Return exactly the lines from the "Locate each instance of the house" line through the last line of the entries below. Include no pictures.

☆ ☆ ☆ ☆

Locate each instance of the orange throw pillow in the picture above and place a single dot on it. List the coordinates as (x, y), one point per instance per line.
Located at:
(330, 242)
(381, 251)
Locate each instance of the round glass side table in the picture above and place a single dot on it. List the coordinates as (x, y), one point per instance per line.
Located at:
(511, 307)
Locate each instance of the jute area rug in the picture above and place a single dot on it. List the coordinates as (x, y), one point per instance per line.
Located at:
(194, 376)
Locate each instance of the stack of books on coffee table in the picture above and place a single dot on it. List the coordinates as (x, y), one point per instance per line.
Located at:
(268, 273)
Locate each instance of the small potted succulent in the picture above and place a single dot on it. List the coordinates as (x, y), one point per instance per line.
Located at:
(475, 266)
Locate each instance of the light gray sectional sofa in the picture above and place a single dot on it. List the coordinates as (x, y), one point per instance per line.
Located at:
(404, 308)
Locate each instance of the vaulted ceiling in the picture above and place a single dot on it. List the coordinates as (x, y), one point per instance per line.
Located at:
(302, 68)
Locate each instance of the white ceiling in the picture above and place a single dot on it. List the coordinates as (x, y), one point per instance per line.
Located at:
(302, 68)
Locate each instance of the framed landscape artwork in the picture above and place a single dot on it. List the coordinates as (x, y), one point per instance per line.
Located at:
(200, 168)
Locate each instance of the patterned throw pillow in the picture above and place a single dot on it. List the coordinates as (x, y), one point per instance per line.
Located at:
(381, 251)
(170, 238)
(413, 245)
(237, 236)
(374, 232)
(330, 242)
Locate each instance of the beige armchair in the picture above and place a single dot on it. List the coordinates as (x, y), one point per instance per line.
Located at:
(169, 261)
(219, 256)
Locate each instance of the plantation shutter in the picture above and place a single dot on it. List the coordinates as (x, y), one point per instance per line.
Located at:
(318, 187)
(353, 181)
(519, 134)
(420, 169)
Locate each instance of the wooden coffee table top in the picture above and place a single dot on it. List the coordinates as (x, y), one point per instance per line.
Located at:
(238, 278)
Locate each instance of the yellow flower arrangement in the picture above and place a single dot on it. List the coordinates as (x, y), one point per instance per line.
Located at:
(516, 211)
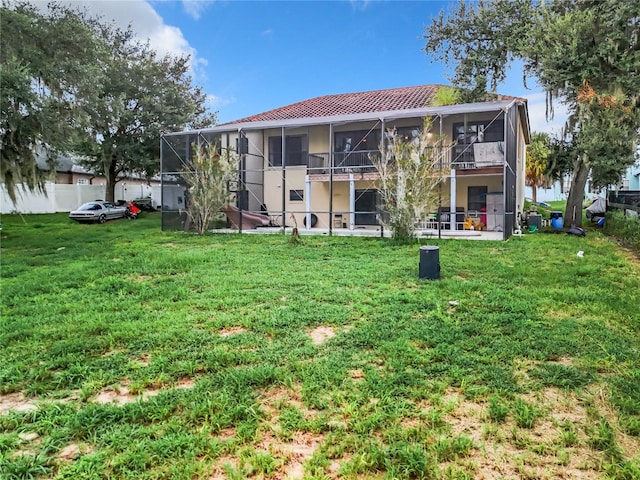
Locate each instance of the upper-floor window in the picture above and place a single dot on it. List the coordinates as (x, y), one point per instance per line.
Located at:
(296, 150)
(465, 136)
(359, 140)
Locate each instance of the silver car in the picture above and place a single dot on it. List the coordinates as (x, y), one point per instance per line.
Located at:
(97, 211)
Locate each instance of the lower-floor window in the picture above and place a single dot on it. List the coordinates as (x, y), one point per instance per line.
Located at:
(477, 198)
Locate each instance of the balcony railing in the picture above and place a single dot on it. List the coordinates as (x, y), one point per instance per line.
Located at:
(460, 157)
(343, 162)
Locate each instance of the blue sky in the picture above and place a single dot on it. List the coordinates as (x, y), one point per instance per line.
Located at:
(253, 56)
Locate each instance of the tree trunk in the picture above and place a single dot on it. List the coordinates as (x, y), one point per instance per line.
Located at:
(110, 174)
(576, 195)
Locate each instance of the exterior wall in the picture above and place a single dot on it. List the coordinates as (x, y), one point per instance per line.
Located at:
(493, 184)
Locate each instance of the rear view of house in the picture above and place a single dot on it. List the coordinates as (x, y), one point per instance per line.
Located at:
(315, 159)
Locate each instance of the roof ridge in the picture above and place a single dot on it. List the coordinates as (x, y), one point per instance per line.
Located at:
(388, 99)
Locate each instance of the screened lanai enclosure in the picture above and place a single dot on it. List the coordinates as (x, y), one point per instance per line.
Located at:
(321, 174)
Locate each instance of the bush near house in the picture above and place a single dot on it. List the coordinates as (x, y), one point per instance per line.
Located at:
(624, 227)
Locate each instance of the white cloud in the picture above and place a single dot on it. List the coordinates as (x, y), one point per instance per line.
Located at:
(195, 7)
(359, 5)
(214, 102)
(146, 23)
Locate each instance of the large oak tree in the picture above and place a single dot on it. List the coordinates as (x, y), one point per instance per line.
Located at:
(76, 84)
(44, 61)
(584, 53)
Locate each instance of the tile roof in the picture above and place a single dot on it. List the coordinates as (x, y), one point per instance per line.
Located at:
(351, 103)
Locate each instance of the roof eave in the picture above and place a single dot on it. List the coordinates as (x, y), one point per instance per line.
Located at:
(358, 117)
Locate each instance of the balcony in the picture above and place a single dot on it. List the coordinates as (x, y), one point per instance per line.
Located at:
(487, 157)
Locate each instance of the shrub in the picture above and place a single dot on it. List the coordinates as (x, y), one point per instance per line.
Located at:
(624, 227)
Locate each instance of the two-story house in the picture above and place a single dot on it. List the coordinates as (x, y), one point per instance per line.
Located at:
(313, 159)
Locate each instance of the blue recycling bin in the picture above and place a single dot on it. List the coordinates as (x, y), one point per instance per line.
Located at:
(556, 220)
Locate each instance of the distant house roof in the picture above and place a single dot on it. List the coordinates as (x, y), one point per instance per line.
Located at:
(62, 163)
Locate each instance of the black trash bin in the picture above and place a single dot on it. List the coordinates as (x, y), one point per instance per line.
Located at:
(429, 268)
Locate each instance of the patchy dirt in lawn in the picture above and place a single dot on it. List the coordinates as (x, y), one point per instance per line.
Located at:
(320, 335)
(16, 402)
(138, 278)
(122, 395)
(219, 469)
(503, 450)
(226, 332)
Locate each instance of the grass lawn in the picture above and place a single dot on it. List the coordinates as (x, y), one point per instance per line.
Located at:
(128, 352)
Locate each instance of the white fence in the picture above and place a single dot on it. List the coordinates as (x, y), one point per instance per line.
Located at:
(64, 198)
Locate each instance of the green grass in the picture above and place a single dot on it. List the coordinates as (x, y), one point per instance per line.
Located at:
(211, 338)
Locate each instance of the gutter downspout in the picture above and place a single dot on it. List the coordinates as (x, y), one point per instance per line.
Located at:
(284, 178)
(331, 179)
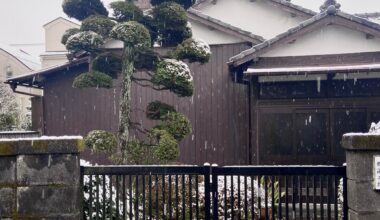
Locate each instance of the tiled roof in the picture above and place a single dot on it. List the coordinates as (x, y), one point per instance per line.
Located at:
(193, 13)
(247, 55)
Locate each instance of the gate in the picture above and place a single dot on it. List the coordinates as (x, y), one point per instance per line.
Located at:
(211, 192)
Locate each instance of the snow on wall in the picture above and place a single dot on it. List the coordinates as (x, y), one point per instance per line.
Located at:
(332, 39)
(259, 17)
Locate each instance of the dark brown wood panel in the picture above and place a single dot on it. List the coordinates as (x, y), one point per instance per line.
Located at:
(218, 110)
(318, 60)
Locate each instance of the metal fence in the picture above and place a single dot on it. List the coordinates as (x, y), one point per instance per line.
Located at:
(211, 192)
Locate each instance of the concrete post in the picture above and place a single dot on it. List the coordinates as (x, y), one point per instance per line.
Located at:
(40, 178)
(363, 199)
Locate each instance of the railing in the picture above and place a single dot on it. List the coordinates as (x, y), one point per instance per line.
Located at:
(205, 192)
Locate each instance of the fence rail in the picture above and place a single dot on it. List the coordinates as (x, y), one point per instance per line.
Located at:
(211, 192)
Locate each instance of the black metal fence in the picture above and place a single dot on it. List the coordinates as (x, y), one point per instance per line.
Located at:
(205, 192)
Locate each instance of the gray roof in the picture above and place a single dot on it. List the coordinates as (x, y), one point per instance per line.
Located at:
(31, 62)
(249, 54)
(283, 3)
(205, 19)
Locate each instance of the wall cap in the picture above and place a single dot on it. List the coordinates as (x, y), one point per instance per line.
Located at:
(41, 145)
(361, 141)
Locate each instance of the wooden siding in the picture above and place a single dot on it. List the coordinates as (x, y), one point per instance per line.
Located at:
(218, 110)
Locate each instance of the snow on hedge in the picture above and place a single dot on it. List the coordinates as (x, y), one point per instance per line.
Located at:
(375, 128)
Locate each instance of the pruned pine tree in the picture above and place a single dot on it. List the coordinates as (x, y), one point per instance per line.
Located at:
(165, 25)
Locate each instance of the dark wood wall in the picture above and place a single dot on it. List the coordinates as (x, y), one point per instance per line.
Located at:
(218, 110)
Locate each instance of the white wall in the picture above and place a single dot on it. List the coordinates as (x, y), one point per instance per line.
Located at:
(54, 32)
(54, 50)
(331, 39)
(212, 36)
(259, 17)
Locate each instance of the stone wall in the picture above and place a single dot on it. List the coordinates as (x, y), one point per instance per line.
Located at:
(40, 178)
(363, 200)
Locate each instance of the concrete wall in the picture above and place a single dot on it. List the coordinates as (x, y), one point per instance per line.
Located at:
(40, 179)
(363, 200)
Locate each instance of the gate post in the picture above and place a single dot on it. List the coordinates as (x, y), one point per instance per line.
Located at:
(362, 174)
(39, 178)
(207, 172)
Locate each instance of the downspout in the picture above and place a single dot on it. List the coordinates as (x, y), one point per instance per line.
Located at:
(250, 161)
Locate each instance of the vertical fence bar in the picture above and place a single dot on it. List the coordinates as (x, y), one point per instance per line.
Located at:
(197, 196)
(190, 199)
(300, 196)
(314, 197)
(130, 196)
(176, 197)
(245, 198)
(90, 203)
(279, 198)
(214, 190)
(143, 199)
(328, 198)
(259, 197)
(163, 198)
(239, 198)
(117, 198)
(232, 198)
(183, 197)
(110, 201)
(137, 198)
(124, 199)
(97, 197)
(157, 205)
(150, 196)
(253, 198)
(307, 198)
(170, 197)
(266, 197)
(286, 198)
(336, 185)
(345, 204)
(207, 191)
(225, 197)
(321, 197)
(272, 194)
(294, 195)
(104, 197)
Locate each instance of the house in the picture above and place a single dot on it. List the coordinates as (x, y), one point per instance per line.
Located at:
(55, 52)
(276, 95)
(14, 62)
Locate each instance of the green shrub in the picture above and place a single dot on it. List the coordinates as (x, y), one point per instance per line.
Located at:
(101, 141)
(68, 33)
(193, 50)
(92, 79)
(184, 3)
(81, 9)
(177, 124)
(158, 110)
(87, 40)
(175, 76)
(107, 63)
(98, 24)
(126, 11)
(132, 34)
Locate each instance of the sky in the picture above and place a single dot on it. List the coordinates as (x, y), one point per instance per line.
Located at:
(21, 21)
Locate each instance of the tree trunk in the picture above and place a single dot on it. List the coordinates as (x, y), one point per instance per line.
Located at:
(125, 102)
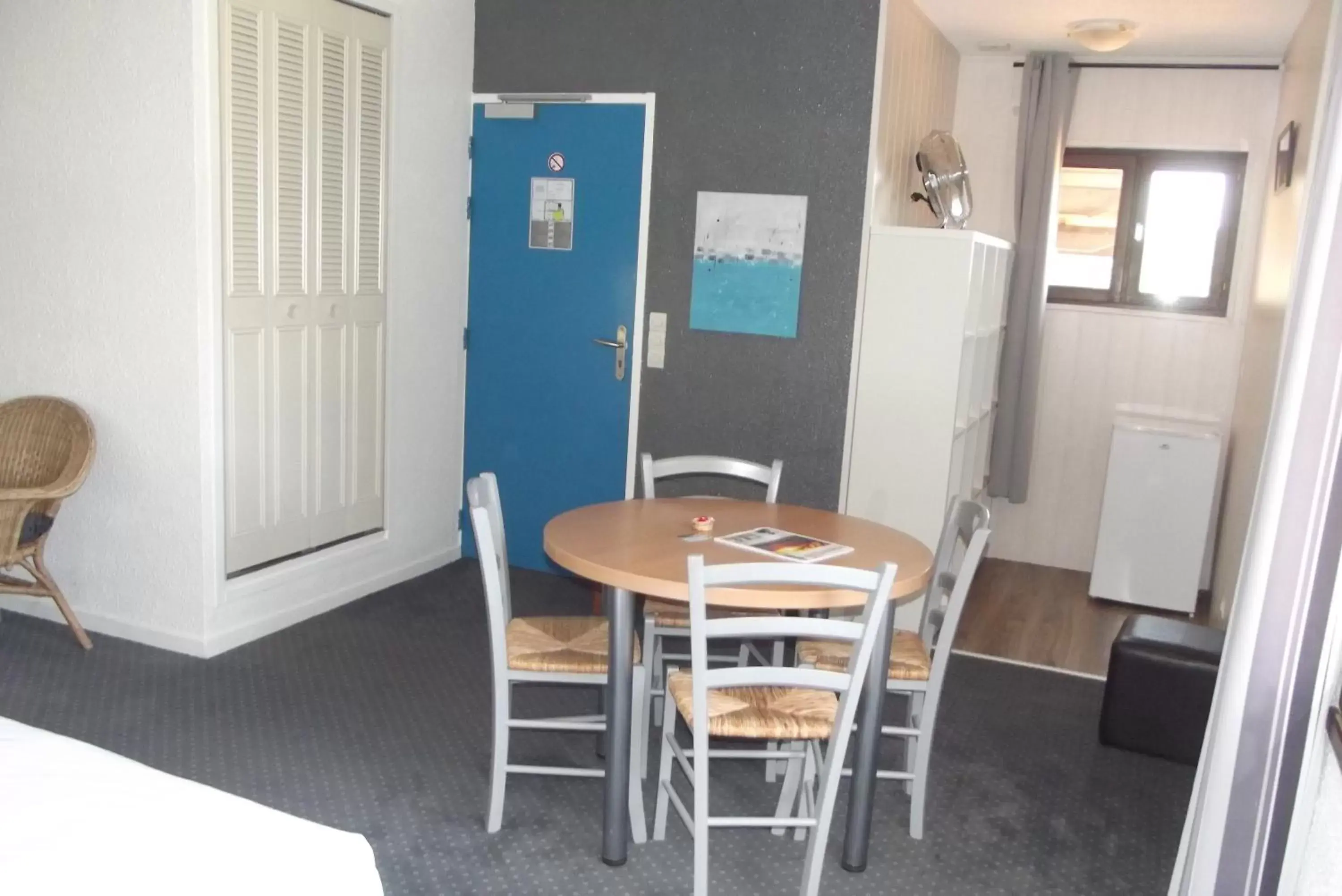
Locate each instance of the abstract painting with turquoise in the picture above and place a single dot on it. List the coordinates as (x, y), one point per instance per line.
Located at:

☆ ☆ ☆ ☆

__WRITTEN SOLUTION__
Locate each instance of the house in the picture above and place a single dot on it. List the coordinates as (x, y), one point per instance per line.
Located at:
(55, 52)
(276, 95)
(14, 62)
Locate each instance of the green shrub in the picture above and place a single dot on it. List the coordinates as (x, y), one point per instance per line.
Located at:
(101, 141)
(68, 33)
(193, 50)
(92, 79)
(184, 3)
(81, 9)
(177, 124)
(158, 110)
(87, 40)
(175, 76)
(107, 63)
(98, 24)
(126, 11)
(132, 34)
Locate each instance of the sky in the picture above and place a single dot on it. List the coordinates as (x, y), one point per instance per line.
Located at:
(21, 21)
Locate each instance of the tree trunk in the picture above and place a single dot on it. List the coordinates as (x, y), one point per instance per line.
Located at:
(125, 102)
Locate each instance of the abstract painting with turquoise in the picture above and place a single dot on it. List the coordinates as (x, y), one point per instance per line.
Located at:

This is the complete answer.